_STATED EXERCISE_: Reproduce verbatim the portion of the forum post about proceeding directly to an APA that runs from "A) Instead of" up to and including "is fairly restrictive)?".

_SELECTED EXTRACT_:
Moving straight to APA, sans LOI?

searcher profile

October 30, 2020

by a searcher from University of California, Berkeley - Haas School of Business in Oakland, CA, USA

Hi all,

I'm looking at a business that I really like. The owners and I have built a great rapport, and this is a company I could see myself taking over and running well. This is a brokered deal, and the broker is insisting on a few things:

A) Instead of me issuing an LOI, he'd like go straight to a template APA that he has prepared. It's a fairly restrictive document that (in my opinion) binds the seller and I too closely together at this point in the process
B) Along with the APA, he'd like a 'good faith deposit' to be put into escrow. The APA outlines scenarios where I'd get my money back if the deal broke off, but also other scenarios where I wouldn't

Having read through the document, I don't think there's anyway I could seriously sign this. My questions are:

1) Has anyone come across something like this (e.g., move straight to APA, and one that is fairly restrictive)?

_INFORMATION PROVIDED_:
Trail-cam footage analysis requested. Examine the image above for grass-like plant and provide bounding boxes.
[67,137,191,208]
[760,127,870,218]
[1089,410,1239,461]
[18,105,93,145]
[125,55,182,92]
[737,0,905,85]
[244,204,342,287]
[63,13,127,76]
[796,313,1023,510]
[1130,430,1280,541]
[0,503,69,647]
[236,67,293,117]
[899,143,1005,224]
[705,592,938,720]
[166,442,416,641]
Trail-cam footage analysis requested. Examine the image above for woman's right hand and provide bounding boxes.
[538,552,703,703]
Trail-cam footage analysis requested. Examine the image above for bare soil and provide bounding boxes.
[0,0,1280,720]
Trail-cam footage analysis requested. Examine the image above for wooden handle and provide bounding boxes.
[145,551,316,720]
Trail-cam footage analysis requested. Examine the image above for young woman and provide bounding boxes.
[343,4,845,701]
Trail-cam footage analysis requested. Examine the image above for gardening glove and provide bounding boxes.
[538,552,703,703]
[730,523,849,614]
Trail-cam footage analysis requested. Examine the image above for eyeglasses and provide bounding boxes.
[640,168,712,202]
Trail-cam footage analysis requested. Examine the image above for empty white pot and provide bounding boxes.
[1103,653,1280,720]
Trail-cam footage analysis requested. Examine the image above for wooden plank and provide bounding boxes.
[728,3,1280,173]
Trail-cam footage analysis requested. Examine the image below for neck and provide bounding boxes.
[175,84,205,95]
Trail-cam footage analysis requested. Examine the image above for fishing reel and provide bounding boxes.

_EXERCISE ANSWER_:
A) Instead of me issuing an LOI, he'd like go straight to a template APA that he has prepared. It's a fairly restrictive document that (in my opinion) binds the seller and I too closely together at this point in the process
B) Along with the APA, he'd like a 'good faith deposit' to be put into escrow. The APA outlines scenarios where I'd get my money back if the deal broke off, but also other scenarios where I wouldn't

Having read through the document, I don't think there's anyway I could seriously sign this. My questions are:

1) Has anyone come across something like this (e.g., move straight to APA, and one that is fairly restrictive)?